-------- Data records

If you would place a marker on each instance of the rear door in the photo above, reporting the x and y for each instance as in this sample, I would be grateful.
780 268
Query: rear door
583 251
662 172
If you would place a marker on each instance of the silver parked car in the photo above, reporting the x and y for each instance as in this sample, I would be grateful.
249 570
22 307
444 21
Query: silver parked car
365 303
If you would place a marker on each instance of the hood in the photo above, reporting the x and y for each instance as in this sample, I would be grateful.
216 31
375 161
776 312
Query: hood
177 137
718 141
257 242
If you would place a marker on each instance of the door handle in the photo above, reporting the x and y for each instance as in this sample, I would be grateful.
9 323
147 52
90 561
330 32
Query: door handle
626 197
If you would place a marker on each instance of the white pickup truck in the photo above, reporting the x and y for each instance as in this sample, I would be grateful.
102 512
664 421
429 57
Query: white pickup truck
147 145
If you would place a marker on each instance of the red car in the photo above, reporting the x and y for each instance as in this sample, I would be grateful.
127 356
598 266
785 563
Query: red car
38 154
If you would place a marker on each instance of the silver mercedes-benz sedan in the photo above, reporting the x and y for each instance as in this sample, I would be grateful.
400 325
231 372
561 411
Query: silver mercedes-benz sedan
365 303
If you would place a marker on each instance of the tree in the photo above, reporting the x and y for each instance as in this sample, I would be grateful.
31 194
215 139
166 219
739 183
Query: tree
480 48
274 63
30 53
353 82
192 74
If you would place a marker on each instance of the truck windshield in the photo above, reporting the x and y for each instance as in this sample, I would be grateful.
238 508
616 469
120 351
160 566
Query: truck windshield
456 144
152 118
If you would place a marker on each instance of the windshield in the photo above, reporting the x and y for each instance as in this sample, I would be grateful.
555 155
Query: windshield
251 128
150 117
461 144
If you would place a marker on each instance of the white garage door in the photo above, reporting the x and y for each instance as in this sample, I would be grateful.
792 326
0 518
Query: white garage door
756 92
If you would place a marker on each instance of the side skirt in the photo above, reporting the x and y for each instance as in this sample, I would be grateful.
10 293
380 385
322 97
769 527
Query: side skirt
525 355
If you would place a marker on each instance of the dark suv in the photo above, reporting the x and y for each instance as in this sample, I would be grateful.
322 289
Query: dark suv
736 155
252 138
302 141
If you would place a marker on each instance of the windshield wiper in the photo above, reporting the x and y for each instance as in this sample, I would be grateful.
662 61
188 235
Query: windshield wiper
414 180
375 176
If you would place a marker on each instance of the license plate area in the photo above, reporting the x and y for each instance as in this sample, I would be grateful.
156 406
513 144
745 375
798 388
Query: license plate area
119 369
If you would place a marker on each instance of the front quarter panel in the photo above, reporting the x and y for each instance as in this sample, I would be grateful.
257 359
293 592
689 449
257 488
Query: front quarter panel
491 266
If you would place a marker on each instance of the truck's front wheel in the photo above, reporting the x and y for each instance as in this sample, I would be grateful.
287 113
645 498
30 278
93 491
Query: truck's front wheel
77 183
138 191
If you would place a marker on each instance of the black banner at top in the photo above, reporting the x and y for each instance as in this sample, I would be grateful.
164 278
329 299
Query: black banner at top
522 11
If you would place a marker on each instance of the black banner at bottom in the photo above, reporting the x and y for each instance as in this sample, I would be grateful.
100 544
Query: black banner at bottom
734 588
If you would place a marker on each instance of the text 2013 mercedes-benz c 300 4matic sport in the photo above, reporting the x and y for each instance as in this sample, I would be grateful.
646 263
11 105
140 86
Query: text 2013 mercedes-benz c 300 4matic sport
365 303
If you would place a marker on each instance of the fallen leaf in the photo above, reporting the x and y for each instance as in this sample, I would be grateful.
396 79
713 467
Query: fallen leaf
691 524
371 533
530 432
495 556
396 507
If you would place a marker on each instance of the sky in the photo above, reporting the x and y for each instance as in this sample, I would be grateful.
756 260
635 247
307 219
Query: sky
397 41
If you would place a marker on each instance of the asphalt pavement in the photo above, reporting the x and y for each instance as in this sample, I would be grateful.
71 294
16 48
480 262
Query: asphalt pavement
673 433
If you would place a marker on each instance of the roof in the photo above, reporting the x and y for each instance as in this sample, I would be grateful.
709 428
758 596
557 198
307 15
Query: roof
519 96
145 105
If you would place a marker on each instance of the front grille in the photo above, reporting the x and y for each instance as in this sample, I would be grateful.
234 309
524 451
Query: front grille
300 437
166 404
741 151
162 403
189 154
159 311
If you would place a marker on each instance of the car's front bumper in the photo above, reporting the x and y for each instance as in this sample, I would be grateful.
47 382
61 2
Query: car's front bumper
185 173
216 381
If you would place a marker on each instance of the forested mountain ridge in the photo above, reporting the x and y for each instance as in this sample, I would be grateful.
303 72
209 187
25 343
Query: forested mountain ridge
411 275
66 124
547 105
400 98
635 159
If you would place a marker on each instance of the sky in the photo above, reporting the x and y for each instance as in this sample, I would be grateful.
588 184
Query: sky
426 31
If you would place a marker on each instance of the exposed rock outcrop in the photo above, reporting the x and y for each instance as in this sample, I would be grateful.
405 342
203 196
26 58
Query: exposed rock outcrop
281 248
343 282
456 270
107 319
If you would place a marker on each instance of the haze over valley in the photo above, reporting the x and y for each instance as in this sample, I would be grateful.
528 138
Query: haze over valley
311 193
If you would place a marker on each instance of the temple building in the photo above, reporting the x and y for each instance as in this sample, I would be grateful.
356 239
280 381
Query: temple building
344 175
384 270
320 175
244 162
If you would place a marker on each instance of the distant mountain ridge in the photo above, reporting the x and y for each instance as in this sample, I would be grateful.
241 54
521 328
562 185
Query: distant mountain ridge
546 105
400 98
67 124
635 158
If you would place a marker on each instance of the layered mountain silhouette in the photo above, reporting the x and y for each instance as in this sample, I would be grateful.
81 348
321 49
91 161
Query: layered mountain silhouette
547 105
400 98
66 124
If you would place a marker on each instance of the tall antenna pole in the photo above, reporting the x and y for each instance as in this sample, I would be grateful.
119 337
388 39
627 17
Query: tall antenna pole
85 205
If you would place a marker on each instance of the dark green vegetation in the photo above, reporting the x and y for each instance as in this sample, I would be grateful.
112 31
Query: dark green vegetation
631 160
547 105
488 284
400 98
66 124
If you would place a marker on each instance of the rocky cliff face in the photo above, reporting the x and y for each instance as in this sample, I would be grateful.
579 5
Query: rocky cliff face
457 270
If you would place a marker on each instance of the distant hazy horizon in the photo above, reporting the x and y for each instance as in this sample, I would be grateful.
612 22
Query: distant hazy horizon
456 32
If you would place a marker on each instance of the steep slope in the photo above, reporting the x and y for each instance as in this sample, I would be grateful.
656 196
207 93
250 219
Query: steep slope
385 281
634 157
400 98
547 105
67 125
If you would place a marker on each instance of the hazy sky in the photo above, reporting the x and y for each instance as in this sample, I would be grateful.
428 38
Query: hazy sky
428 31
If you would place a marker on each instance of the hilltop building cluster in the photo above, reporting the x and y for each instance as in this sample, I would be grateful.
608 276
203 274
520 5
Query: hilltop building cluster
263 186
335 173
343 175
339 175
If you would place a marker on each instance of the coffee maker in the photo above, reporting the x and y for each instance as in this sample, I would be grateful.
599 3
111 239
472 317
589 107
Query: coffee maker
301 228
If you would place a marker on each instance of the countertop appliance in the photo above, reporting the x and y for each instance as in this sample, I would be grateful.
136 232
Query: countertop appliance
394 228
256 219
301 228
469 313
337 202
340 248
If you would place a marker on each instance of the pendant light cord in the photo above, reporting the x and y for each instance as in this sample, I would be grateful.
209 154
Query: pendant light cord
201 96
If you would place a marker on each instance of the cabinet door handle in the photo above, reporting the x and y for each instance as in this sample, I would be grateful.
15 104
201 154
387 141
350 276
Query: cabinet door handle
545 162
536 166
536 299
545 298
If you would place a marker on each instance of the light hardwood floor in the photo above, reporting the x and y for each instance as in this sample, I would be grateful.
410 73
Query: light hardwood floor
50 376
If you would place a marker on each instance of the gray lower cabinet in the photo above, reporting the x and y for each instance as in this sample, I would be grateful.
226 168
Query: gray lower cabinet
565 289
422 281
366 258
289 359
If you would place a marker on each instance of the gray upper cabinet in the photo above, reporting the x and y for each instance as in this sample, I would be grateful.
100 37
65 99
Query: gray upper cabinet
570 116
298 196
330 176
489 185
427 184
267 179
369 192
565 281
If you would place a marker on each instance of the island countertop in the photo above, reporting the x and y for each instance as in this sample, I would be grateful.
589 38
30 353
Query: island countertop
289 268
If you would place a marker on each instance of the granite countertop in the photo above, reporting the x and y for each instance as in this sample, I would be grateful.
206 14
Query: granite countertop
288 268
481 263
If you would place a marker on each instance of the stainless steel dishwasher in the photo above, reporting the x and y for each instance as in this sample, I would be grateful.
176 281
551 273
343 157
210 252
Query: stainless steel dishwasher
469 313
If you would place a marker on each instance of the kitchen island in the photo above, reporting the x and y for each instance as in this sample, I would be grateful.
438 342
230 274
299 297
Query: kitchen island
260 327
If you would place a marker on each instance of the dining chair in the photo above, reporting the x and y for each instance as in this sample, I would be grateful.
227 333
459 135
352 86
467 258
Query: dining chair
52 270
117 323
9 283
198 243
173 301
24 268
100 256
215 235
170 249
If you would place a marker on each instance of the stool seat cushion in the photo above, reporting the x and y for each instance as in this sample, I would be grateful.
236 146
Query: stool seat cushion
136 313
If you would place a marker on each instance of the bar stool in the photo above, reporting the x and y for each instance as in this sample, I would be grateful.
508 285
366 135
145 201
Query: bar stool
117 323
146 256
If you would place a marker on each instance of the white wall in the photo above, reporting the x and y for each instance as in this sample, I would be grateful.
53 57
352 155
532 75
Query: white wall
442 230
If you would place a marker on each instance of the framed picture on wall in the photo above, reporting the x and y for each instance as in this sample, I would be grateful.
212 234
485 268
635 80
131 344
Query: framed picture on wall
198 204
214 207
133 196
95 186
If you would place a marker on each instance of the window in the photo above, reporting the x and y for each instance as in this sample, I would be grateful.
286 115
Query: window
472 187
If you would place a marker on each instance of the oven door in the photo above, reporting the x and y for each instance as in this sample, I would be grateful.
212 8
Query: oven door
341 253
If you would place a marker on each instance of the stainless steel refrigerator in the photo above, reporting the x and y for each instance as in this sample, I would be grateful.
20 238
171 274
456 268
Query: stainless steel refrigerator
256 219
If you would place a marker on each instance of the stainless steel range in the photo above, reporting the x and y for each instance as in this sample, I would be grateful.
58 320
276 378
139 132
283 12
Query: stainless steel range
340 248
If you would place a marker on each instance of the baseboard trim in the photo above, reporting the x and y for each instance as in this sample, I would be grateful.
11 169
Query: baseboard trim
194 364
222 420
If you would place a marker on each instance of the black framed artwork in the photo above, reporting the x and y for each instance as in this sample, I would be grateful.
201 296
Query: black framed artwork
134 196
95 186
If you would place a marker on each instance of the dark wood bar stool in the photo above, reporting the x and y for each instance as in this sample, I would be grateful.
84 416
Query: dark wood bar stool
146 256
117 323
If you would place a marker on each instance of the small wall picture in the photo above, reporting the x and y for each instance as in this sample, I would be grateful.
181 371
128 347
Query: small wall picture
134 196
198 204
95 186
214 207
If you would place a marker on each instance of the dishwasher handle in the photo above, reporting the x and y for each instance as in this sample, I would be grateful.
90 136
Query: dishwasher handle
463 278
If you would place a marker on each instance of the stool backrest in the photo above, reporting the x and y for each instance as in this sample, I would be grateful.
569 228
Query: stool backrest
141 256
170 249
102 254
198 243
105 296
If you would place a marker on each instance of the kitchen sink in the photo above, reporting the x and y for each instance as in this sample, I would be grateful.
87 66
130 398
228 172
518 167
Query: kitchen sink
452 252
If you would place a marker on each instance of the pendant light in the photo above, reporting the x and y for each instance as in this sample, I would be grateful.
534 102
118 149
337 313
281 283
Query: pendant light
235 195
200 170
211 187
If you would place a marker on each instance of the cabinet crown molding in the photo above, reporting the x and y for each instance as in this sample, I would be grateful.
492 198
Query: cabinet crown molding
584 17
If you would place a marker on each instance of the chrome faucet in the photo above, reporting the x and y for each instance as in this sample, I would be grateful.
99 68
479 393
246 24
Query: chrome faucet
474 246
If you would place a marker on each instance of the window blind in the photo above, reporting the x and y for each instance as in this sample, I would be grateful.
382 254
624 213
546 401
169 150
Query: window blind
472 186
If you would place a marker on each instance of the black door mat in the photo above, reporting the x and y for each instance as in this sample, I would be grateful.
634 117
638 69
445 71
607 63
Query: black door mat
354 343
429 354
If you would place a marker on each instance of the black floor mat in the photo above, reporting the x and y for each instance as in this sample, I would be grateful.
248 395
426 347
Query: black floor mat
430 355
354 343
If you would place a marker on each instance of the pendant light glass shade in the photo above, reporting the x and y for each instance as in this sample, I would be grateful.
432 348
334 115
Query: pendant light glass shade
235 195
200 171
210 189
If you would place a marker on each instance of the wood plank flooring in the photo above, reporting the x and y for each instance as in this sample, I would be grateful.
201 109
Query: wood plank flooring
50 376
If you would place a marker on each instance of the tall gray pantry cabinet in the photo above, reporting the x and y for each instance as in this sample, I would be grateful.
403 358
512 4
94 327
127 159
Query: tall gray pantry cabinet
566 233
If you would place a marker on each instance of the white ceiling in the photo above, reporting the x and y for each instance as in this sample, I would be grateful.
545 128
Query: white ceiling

----------------

Directive - Copy out the lines starting at the one containing "the black door" and ending with the last line of the entries. Include nothing else.

Written solution -
If you would place a marker on each instance of the black door mat in the photo above, reporting the x and y for each instance as in this sample, I would be grateful.
634 117
638 69
445 71
607 63
Query: black door mat
354 343
429 354
If you would place a marker on each instance of the black floor mat in the photo above, reporting the x and y for each instance as in this sample, I would be grateful.
248 395
426 347
Query: black floor mat
430 355
354 343
If you would place a marker on each instance of the pendant light glass shade in the photo above, reporting the x and y for each instance as in this sample, I would be grateful.
432 348
334 115
Query: pendant light glass shade
235 195
200 171
210 189
If you would place a marker on each instance of the wood plank flooring in the photo above, reporting the x and y for each instance as in this sample, I would be grateful.
201 109
Query: wood plank flooring
50 376
If you would place a marker on each instance of the tall gray pantry cabinet in the photo above, reporting the x and y for each instance as in this sample, I would be grateful.
403 358
512 4
94 327
127 159
Query: tall gray pantry cabinet
566 233
If you would place a marker on each instance of the white ceiling in the photo above, reporting the x and y for each instance as in this sample, I would be grateful.
545 128
Query: white ceiling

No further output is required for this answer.